- **Supplied data**:

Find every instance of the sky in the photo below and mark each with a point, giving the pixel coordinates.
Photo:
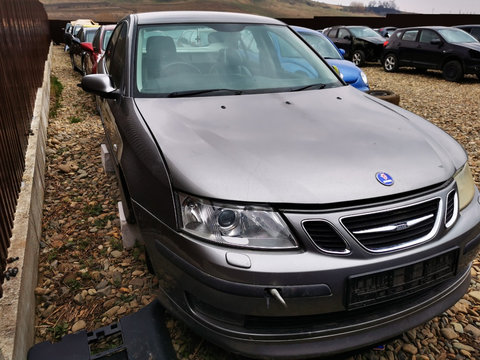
(426, 6)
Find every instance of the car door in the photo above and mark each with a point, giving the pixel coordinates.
(113, 65)
(76, 49)
(428, 51)
(407, 46)
(344, 41)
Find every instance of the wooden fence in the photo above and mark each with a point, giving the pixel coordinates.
(25, 38)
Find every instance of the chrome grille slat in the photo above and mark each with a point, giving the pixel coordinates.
(401, 226)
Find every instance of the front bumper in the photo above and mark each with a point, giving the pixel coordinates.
(223, 294)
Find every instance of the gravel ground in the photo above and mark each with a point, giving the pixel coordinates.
(86, 280)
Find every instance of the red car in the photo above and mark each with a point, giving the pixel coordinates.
(94, 51)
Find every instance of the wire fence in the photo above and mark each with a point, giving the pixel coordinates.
(24, 38)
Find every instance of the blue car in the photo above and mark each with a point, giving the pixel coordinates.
(351, 74)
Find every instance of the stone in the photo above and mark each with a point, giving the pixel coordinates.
(137, 283)
(103, 284)
(116, 254)
(79, 325)
(92, 292)
(458, 327)
(449, 333)
(460, 346)
(475, 295)
(472, 330)
(113, 311)
(409, 348)
(78, 299)
(104, 291)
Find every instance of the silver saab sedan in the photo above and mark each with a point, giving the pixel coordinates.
(286, 214)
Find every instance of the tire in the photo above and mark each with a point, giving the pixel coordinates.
(358, 57)
(452, 71)
(386, 95)
(390, 63)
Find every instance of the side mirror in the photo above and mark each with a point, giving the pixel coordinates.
(87, 46)
(101, 85)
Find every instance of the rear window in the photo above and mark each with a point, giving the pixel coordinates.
(410, 35)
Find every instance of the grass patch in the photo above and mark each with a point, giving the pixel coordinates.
(56, 88)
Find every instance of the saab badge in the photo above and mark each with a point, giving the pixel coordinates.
(384, 178)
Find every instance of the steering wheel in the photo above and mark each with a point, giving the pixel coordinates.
(180, 67)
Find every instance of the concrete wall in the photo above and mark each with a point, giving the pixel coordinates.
(18, 302)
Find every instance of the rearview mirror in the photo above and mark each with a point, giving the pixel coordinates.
(101, 85)
(87, 46)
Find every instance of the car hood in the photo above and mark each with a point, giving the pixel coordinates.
(350, 72)
(373, 40)
(308, 147)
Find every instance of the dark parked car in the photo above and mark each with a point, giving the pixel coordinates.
(77, 52)
(95, 50)
(448, 49)
(473, 30)
(285, 213)
(360, 43)
(350, 73)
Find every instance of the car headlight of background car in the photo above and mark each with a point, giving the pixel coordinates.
(364, 77)
(465, 185)
(234, 225)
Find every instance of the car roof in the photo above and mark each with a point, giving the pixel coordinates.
(166, 17)
(426, 27)
(306, 30)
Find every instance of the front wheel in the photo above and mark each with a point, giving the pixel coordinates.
(453, 71)
(358, 57)
(390, 63)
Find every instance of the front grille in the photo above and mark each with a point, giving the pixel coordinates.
(394, 229)
(366, 290)
(325, 237)
(451, 211)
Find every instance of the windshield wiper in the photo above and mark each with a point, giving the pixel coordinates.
(187, 93)
(309, 87)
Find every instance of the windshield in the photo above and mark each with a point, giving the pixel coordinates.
(362, 31)
(323, 46)
(455, 36)
(221, 59)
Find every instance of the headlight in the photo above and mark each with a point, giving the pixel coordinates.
(364, 77)
(234, 225)
(465, 186)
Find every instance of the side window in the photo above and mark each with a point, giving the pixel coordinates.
(332, 33)
(426, 36)
(410, 35)
(342, 33)
(475, 32)
(115, 54)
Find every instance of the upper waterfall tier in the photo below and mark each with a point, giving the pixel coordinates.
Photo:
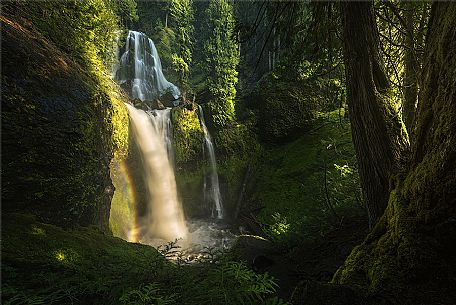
(140, 70)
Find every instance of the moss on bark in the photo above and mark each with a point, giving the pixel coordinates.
(412, 259)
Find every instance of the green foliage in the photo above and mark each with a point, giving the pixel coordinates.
(86, 30)
(233, 283)
(188, 135)
(59, 266)
(220, 62)
(146, 295)
(291, 182)
(182, 21)
(288, 101)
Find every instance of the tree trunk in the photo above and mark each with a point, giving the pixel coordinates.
(411, 253)
(411, 69)
(377, 130)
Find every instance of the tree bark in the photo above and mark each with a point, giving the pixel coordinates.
(411, 253)
(411, 67)
(377, 130)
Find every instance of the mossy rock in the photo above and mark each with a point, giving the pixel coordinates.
(60, 128)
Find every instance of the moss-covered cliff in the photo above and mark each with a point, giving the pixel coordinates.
(60, 128)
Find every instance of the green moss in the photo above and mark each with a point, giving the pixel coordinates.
(188, 135)
(82, 263)
(291, 181)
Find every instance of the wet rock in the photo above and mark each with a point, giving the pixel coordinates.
(157, 104)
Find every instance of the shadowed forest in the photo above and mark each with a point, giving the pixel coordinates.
(228, 152)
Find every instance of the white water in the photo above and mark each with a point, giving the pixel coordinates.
(211, 191)
(141, 69)
(164, 219)
(141, 72)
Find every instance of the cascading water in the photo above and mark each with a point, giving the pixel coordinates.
(140, 70)
(211, 191)
(155, 214)
(164, 219)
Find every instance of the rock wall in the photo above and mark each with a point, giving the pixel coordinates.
(56, 132)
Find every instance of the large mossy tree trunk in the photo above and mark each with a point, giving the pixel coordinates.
(410, 256)
(378, 133)
(411, 68)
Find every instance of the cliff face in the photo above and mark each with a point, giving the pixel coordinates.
(55, 141)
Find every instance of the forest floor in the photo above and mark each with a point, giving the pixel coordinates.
(288, 205)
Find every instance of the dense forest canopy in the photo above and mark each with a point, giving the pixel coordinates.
(228, 152)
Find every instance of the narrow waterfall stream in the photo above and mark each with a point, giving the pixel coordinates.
(162, 219)
(211, 191)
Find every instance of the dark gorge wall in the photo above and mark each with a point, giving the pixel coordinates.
(55, 141)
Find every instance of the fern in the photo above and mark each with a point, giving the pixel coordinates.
(147, 295)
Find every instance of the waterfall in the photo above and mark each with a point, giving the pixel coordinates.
(140, 70)
(164, 219)
(213, 190)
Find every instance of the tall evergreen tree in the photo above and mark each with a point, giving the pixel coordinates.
(410, 254)
(378, 133)
(221, 59)
(182, 22)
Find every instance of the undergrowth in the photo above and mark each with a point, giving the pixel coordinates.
(44, 264)
(308, 186)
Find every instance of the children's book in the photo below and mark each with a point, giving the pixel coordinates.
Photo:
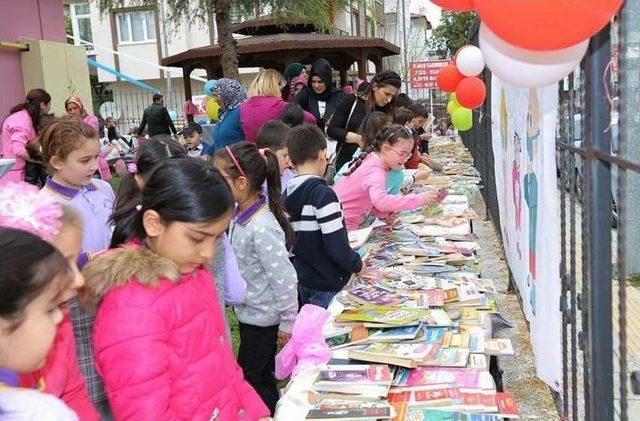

- **What you will do**: The answer should be the full material above, printed exactly, with no pictures in it.

- **Response below**:
Find every instance of the sky in the photo below and mark each with a point, giving the pixel coordinates.
Photo:
(426, 6)
Find every instance of the car door in the photo above and mark each with a point, giving the pixel coordinates.
(113, 65)
(76, 49)
(428, 51)
(407, 46)
(344, 41)
Find every instance of the wooden fence in the photo above and mark each with a point, giving the pixel coordinates.
(25, 38)
Find every instance of the chrome grille slat in the photo above and mark each with a point, giving the pixel coordinates.
(401, 226)
Find every instance of the front bumper in the photo above and mark each with a point, giving the pixel coordinates.
(223, 294)
Find every instance of the gravel ground in the photo above and mark each with a point, giving the pixel coordinates.
(86, 280)
Find every instance of the red car in the photo above and mark each with a point, giving the pixel coordinates.
(94, 51)
Find every instance of the wire fence in the photo above and mark each with a point, giving the pixel coordinates.
(24, 38)
Find every instance of the blue car in the photo above and mark each with a point, giving the pixel coordinates.
(351, 74)
Find every instance of the stone in the photo above and mark each with a point, giving the pixel coordinates.
(137, 283)
(103, 284)
(116, 254)
(79, 325)
(92, 292)
(458, 327)
(449, 333)
(460, 346)
(475, 295)
(472, 330)
(113, 311)
(409, 348)
(78, 299)
(104, 291)
Find every instance of the silver saab sedan in the photo above and mark each with a point, giving the pixel coordinates.
(286, 214)
Find every instance of the tire in the photo above and mark each with a point, giving the pixel coordinates.
(358, 57)
(452, 71)
(386, 95)
(390, 63)
Find every instance of the side mirror in the photo above and mark each with a point, giving the pixel coordinates.
(87, 46)
(101, 85)
Find every instance of the rear window in the photo above and mark each with a point, giving the pixel coordinates.
(410, 35)
Find every instance of the grass patch in the photo above and mark each with a point, giving the pixel coordinates.
(56, 88)
Find every instance of the saab badge in the photo above and mark each with a point, giving the pixel coordinates.
(384, 178)
Find every instance of the steering wheel in the photo above and mark each with a point, giving the pixel coordinates.
(180, 67)
Find every instance of the concrete wall in the photo above and mark each with a point, giving the pixel coordinates.
(18, 302)
Find every instance of the rearview mirror in the photo above and mark each with a point, giving the pixel coordinates.
(101, 85)
(87, 46)
Find every instance of the car hood in the photo above and mark each with a point, giving the pixel coordinates.
(350, 72)
(373, 40)
(308, 147)
Find every instance of the dark parked car in the photo above and mark each with a point, giving the pixel coordinates.
(77, 52)
(95, 50)
(448, 49)
(473, 30)
(285, 213)
(360, 43)
(350, 73)
Find every instance of the car headlight of background car in the photo above and mark each with a point, giving the pixel coordinates.
(364, 77)
(465, 185)
(234, 225)
Find every instance of the car roof in the photo above and mark each with a point, giving the pixel coordinates.
(166, 17)
(426, 27)
(306, 30)
Find every instance of the front wheel in the photo above and mark each with a point, giving the pixel coordinates.
(453, 71)
(358, 57)
(390, 63)
Find every instance of the front grille in the photo above and mark each with a point, giving the pixel coordinates.
(394, 229)
(366, 290)
(325, 237)
(451, 211)
Find every instance of the windshield wiper in the photo above and mark each with a point, giving the pixel coordinates.
(187, 93)
(309, 87)
Find every instance of the windshield in the photo above and mark each with a point, giving the pixel coordinates.
(362, 31)
(323, 46)
(455, 36)
(221, 59)
Find every instance of the headlight in the photo above and mark each with a point, giving the pixel coordinates.
(364, 77)
(234, 225)
(465, 186)
Find every instance of the side window in the photo above and mark each with a point, giving the pixel coordinates.
(332, 33)
(426, 36)
(410, 35)
(342, 33)
(475, 32)
(115, 54)
Find every instance of the upper waterfall tier in the photo below and mark each with a point, giving the pixel coordinates.
Photo:
(140, 70)
Find every instance of the moss on bark in the photo above and mark each with a point, giving the pixel coordinates.
(412, 259)
Find every instance of the green foliage in the photo above and mark each with a point, giving the pixel coordinates.
(86, 30)
(233, 283)
(188, 135)
(59, 266)
(220, 62)
(146, 295)
(291, 182)
(182, 21)
(288, 101)
Find every instance of the tree trunk in the photo above and mark each with a point, giving the pixel coordinates.
(411, 253)
(411, 69)
(377, 130)
Find every instance of the tree bark in the photo above and mark each with a point, giving the pixel coordinates.
(411, 253)
(411, 67)
(377, 130)
Find every instance of the mossy rock in the photo above and mark each with a point, giving the pixel coordinates.
(60, 128)
Find every instance of the moss-covered cliff in the photo above and mark each with a point, giving the pixel coordinates.
(60, 128)
Find every instance of the green moss in the photo above and mark each with a point, giving the pixel coordinates.
(188, 135)
(82, 263)
(291, 181)
Find every instance of the wet rock in the photo above and mark each with a point, giving the pixel coordinates.
(157, 104)
Find every instance of the shadowed forest in the photo above and mark each with a point, giving the pixel coordinates.
(228, 152)
Find every instance of the white water in the photo above and mark each with a point, giving the pixel coordinates.
(211, 191)
(141, 69)
(164, 219)
(141, 72)
Find every instance of the cascading water in the photo above and mark each with a point, giving the pixel coordinates.
(140, 70)
(211, 191)
(155, 214)
(164, 219)
Find every instance of the rock wall in the photo above and mark each with a point, giving the pixel coordinates.
(56, 132)
Find every instance of the large mossy tree trunk in the photo above and mark each with a point, giving the pixel coordinates.
(410, 256)
(378, 133)
(411, 68)
Find every instance of the cliff face in the photo above and mark each with a point, giving the pixel coordinates.
(55, 141)
Find every instance of the forest floor in the photo above and mark each with a point, giving the pixel coordinates.
(288, 205)
Find every instance of the dense forest canopy in the photo above and mark each with a point, giving the pixel coordinates.
(228, 152)
Find every instance of the narrow waterfall stream in the photo above and mark each with a point, giving the pixel coordinates.
(162, 219)
(211, 191)
Find every instance of the dark gorge wall in the photo above and mark each with a point, giving the pixel coordinates.
(55, 141)
Find every instance of the fern in the photo above and mark each with a point, giving the pixel coordinates.
(147, 295)
Find every instance of the waterfall in the photo above and mark each with a point, giving the pixel coordinates.
(140, 70)
(164, 219)
(213, 190)
Find every instance of the tall evergreen tree in the photo above and mark each with a point, giving the pixel coordinates.
(410, 254)
(378, 133)
(221, 59)
(182, 22)
Find every instance of the undergrowth in the photo above and mark each with a point, giving the pixel coordinates.
(44, 264)
(308, 186)
Find every instance of the children's book in the photo below and mark each with a point, giving the pixel coordinates.
Photo:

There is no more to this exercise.